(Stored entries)
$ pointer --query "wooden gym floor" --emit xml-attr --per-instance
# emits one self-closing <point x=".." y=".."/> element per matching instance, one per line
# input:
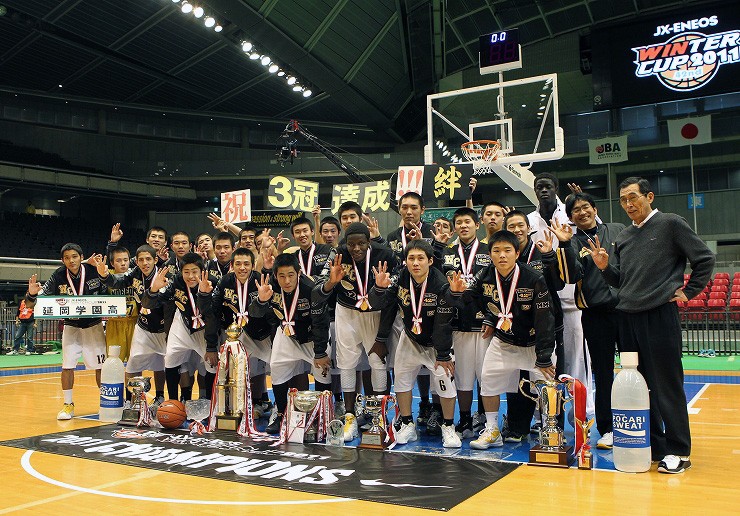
<point x="53" y="484"/>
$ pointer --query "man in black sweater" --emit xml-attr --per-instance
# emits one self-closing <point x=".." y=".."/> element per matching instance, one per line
<point x="647" y="264"/>
<point x="596" y="300"/>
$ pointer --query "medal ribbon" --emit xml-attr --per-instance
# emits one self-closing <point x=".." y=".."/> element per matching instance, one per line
<point x="142" y="310"/>
<point x="467" y="266"/>
<point x="306" y="269"/>
<point x="197" y="316"/>
<point x="289" y="323"/>
<point x="362" y="297"/>
<point x="505" y="314"/>
<point x="416" y="327"/>
<point x="82" y="281"/>
<point x="242" y="292"/>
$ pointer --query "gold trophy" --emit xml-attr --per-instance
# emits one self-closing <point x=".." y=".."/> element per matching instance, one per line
<point x="552" y="449"/>
<point x="376" y="406"/>
<point x="230" y="387"/>
<point x="138" y="386"/>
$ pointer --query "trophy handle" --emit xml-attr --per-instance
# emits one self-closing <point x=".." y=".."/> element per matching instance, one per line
<point x="527" y="394"/>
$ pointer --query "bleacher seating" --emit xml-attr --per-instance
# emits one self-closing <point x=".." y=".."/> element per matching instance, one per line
<point x="41" y="236"/>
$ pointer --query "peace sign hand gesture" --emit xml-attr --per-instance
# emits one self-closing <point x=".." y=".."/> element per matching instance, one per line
<point x="264" y="288"/>
<point x="599" y="254"/>
<point x="545" y="246"/>
<point x="382" y="277"/>
<point x="456" y="281"/>
<point x="159" y="281"/>
<point x="562" y="231"/>
<point x="205" y="286"/>
<point x="34" y="287"/>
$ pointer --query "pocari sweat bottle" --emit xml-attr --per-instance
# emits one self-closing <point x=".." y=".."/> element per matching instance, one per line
<point x="111" y="386"/>
<point x="631" y="418"/>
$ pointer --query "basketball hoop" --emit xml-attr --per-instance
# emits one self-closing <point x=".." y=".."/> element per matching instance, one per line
<point x="482" y="153"/>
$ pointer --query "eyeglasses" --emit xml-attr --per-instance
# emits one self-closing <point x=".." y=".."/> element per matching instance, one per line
<point x="631" y="199"/>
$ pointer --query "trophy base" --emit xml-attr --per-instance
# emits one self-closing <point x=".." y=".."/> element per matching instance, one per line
<point x="585" y="460"/>
<point x="373" y="440"/>
<point x="228" y="422"/>
<point x="130" y="417"/>
<point x="560" y="458"/>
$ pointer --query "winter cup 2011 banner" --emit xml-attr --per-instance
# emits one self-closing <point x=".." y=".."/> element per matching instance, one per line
<point x="670" y="56"/>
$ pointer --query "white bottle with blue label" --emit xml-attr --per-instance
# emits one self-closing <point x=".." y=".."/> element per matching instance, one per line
<point x="631" y="417"/>
<point x="112" y="378"/>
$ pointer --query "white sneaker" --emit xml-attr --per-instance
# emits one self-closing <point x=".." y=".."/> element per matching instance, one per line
<point x="606" y="441"/>
<point x="488" y="437"/>
<point x="350" y="427"/>
<point x="450" y="438"/>
<point x="406" y="433"/>
<point x="67" y="412"/>
<point x="339" y="410"/>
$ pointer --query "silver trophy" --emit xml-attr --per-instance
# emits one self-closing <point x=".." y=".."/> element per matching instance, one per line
<point x="376" y="407"/>
<point x="552" y="449"/>
<point x="138" y="386"/>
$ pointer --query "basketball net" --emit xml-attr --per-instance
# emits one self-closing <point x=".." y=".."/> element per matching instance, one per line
<point x="482" y="154"/>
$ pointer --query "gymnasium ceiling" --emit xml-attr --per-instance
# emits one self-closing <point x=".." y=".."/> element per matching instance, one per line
<point x="369" y="63"/>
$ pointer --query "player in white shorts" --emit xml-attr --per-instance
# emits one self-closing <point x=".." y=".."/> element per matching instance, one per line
<point x="422" y="294"/>
<point x="80" y="337"/>
<point x="516" y="306"/>
<point x="190" y="292"/>
<point x="357" y="321"/>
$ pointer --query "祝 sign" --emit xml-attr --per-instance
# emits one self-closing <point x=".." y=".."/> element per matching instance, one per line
<point x="372" y="197"/>
<point x="289" y="192"/>
<point x="236" y="206"/>
<point x="79" y="307"/>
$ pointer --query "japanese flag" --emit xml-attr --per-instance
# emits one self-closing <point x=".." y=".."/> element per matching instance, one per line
<point x="690" y="131"/>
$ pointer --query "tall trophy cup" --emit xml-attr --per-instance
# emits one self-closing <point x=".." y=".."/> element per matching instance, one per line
<point x="231" y="382"/>
<point x="309" y="415"/>
<point x="552" y="449"/>
<point x="376" y="406"/>
<point x="138" y="386"/>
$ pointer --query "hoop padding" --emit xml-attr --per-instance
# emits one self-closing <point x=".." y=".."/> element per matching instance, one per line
<point x="481" y="153"/>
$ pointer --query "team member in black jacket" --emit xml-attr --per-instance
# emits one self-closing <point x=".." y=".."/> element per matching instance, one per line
<point x="223" y="248"/>
<point x="468" y="257"/>
<point x="540" y="256"/>
<point x="302" y="323"/>
<point x="231" y="299"/>
<point x="312" y="257"/>
<point x="596" y="298"/>
<point x="81" y="337"/>
<point x="516" y="305"/>
<point x="190" y="294"/>
<point x="422" y="295"/>
<point x="149" y="343"/>
<point x="357" y="321"/>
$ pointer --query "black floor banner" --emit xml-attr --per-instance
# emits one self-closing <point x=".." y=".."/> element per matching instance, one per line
<point x="416" y="480"/>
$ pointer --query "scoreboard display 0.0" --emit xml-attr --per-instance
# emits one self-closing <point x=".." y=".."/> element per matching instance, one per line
<point x="500" y="51"/>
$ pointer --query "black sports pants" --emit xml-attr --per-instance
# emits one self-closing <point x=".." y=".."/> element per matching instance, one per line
<point x="656" y="335"/>
<point x="601" y="330"/>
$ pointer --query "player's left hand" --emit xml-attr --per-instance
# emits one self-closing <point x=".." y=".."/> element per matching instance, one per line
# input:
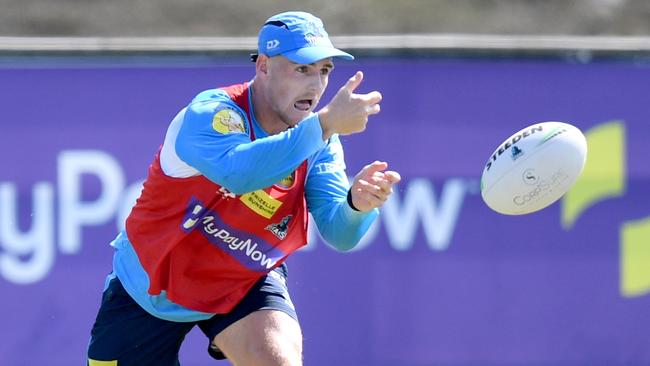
<point x="372" y="186"/>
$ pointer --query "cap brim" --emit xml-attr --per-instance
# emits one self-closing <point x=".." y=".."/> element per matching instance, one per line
<point x="310" y="55"/>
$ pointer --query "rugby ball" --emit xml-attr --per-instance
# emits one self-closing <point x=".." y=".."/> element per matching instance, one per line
<point x="533" y="168"/>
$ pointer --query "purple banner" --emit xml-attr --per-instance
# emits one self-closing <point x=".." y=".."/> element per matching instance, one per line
<point x="439" y="279"/>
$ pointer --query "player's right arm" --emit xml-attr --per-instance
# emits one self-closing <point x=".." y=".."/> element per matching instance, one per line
<point x="231" y="159"/>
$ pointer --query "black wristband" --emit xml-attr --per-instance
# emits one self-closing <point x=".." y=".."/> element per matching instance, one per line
<point x="350" y="200"/>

» DIRECTIONS
Type out all of the records exactly, leaving out any picture.

» RESULT OF THE TASK
$ pointer --query "wooden gym floor" --emit xml-attr --per-instance
# emits one self-closing <point x=".." y=".."/> element per matching instance, one per line
# input:
<point x="53" y="484"/>
$ pointer --query "man in black sweater" --emit xml-attr --per-instance
# emits one self-closing <point x=".." y=".."/> element per matching instance, one per line
<point x="647" y="264"/>
<point x="596" y="300"/>
$ pointer --query "medal ribbon" --emit xml-attr --per-instance
# emits one self-closing <point x=".." y=".."/> element per matching instance, one per line
<point x="142" y="310"/>
<point x="467" y="266"/>
<point x="306" y="269"/>
<point x="197" y="316"/>
<point x="289" y="323"/>
<point x="362" y="297"/>
<point x="505" y="314"/>
<point x="416" y="327"/>
<point x="82" y="281"/>
<point x="242" y="292"/>
$ pointer --query "gold trophy" --emit xml-attr --per-instance
# emits one self-closing <point x=".." y=".."/> element per matching instance, one per line
<point x="552" y="449"/>
<point x="376" y="406"/>
<point x="230" y="387"/>
<point x="138" y="386"/>
$ pointer --query "trophy handle" --emit xml-attr --per-instance
# emits one self-closing <point x=".." y=".."/> element per matching instance, one per line
<point x="527" y="394"/>
$ pointer --query "bleacher seating" --emit xml-attr --per-instance
# emits one self-closing <point x=".." y=".."/> element per matching instance, one per line
<point x="41" y="236"/>
$ pointer --query "peace sign hand gesture" --emit xml-attr --per-instance
# emits one self-closing <point x=".." y=".."/> element per matching instance, one per line
<point x="264" y="288"/>
<point x="599" y="254"/>
<point x="545" y="246"/>
<point x="382" y="277"/>
<point x="456" y="281"/>
<point x="159" y="281"/>
<point x="562" y="231"/>
<point x="205" y="286"/>
<point x="34" y="287"/>
$ pointer --query "pocari sweat bottle" --emit xml-attr --per-instance
# emits one self-closing <point x=".." y=".."/> element per matching instance, one per line
<point x="111" y="386"/>
<point x="631" y="418"/>
$ pointer --query "basketball hoop" --emit xml-attr --per-instance
# emits one self-closing <point x=".." y=".."/> element per matching instance, one per line
<point x="482" y="153"/>
$ pointer --query "eyeglasses" --emit xml-attr --per-instance
# emits one self-closing <point x=".." y=".."/> element per matching instance, one per line
<point x="631" y="199"/>
$ pointer --query "trophy base" --emit xml-attr --per-instance
# emits one self-closing <point x=".." y=".."/> element per matching instance, one per line
<point x="585" y="460"/>
<point x="373" y="440"/>
<point x="228" y="422"/>
<point x="130" y="417"/>
<point x="560" y="458"/>
$ pointer --query "winter cup 2011 banner" --emit xml-attr --per-instance
# emits one self-closing <point x=".." y=".."/> element per matching instance, one per line
<point x="670" y="56"/>
$ pointer --query "white bottle with blue label" --emit xml-attr --per-instance
# emits one self-closing <point x=".." y=".."/> element per matching instance, one per line
<point x="631" y="417"/>
<point x="112" y="378"/>
$ pointer --query "white sneaker" --emit xml-attr --per-instance
# emits one self-closing <point x=".." y=".."/> element per matching instance, one per line
<point x="606" y="441"/>
<point x="488" y="437"/>
<point x="350" y="427"/>
<point x="450" y="438"/>
<point x="406" y="433"/>
<point x="67" y="412"/>
<point x="339" y="410"/>
$ pointer --query "silver trophy" --emit xml-attr --per-instance
# emits one self-closing <point x=".." y=".."/> element per matching instance, one per line
<point x="376" y="407"/>
<point x="552" y="449"/>
<point x="138" y="386"/>
$ pointer --query "basketball net" --emit xml-attr --per-instance
# emits one self-closing <point x=".." y=".."/> element per matching instance, one per line
<point x="482" y="154"/>
$ pointer --query "gymnasium ceiling" --emit xml-attr --per-instance
# emits one self-closing <point x=".." y=".."/> element per matching instance, one per line
<point x="369" y="63"/>
$ pointer --query "player in white shorts" --emit xml-attr --per-instance
# emits one self-closing <point x=".." y=".."/> element per matching instance, one per line
<point x="422" y="294"/>
<point x="80" y="337"/>
<point x="516" y="306"/>
<point x="190" y="292"/>
<point x="357" y="321"/>
$ pointer --query "祝 sign" --emit xml-attr --per-instance
# emits one self-closing <point x=".." y=".."/> element per matching instance, one per line
<point x="372" y="197"/>
<point x="289" y="192"/>
<point x="236" y="206"/>
<point x="79" y="307"/>
$ pointer --query "japanese flag" --emit xml-attr --per-instance
# emits one self-closing <point x=".." y=".."/> element per matching instance, one per line
<point x="690" y="131"/>
$ pointer --query "tall trophy cup" --emit xml-attr --per-instance
# emits one self-closing <point x=".." y=".."/> element per matching instance, one per line
<point x="231" y="382"/>
<point x="309" y="415"/>
<point x="552" y="449"/>
<point x="376" y="406"/>
<point x="138" y="386"/>
$ pointer --query "hoop padding" --emit xml-attr --per-instance
# emits one self-closing <point x=".." y=".."/> element per matching instance, one per line
<point x="481" y="153"/>
$ pointer --query "team member in black jacket" --emit xml-attr --per-instance
# emits one self-closing <point x=".." y=".."/> element per matching instance, one per line
<point x="223" y="248"/>
<point x="468" y="257"/>
<point x="540" y="256"/>
<point x="302" y="323"/>
<point x="231" y="299"/>
<point x="312" y="257"/>
<point x="596" y="298"/>
<point x="81" y="337"/>
<point x="516" y="305"/>
<point x="190" y="294"/>
<point x="422" y="295"/>
<point x="149" y="343"/>
<point x="357" y="321"/>
$ pointer --query "black floor banner" --emit xml-attr --per-instance
# emits one self-closing <point x=".." y=".."/> element per matching instance, one per line
<point x="416" y="480"/>
$ pointer --query "scoreboard display 0.0" --emit xml-attr --per-instance
# emits one self-closing <point x=".." y=".."/> element per matching instance, one per line
<point x="500" y="51"/>
$ pointer --query "black sports pants" --emit xml-attr --per-instance
# emits one self-closing <point x=".." y=".."/> element per matching instance, one per line
<point x="656" y="335"/>
<point x="601" y="330"/>
$ pointer --query "player's left hand" --emit xml-attr --per-instance
# emits one self-closing <point x=".." y=".."/> element per matching instance, one per line
# input:
<point x="372" y="186"/>
$ pointer --query "cap brim" --emit xml-attr --per-instance
# emits one self-closing <point x=".." y=".."/> element per matching instance, one per line
<point x="310" y="55"/>
$ pointer --query "rugby ball" --emit xml-attr --per-instance
# emits one self-closing <point x=".." y=".."/> element per matching instance, one per line
<point x="533" y="168"/>
$ pointer --query "purple banner" --emit xml-attr --per-instance
# emits one self-closing <point x=".." y=".."/> element per matching instance, one per line
<point x="439" y="279"/>
$ pointer --query "player's right arm" --emit xml-attr --per-instance
# emits one self-closing <point x=".." y=".."/> element per matching instance, one per line
<point x="231" y="159"/>
$ pointer --query "black wristband" --emit xml-attr --per-instance
# emits one self-closing <point x=".." y=".."/> element per matching instance, one per line
<point x="350" y="200"/>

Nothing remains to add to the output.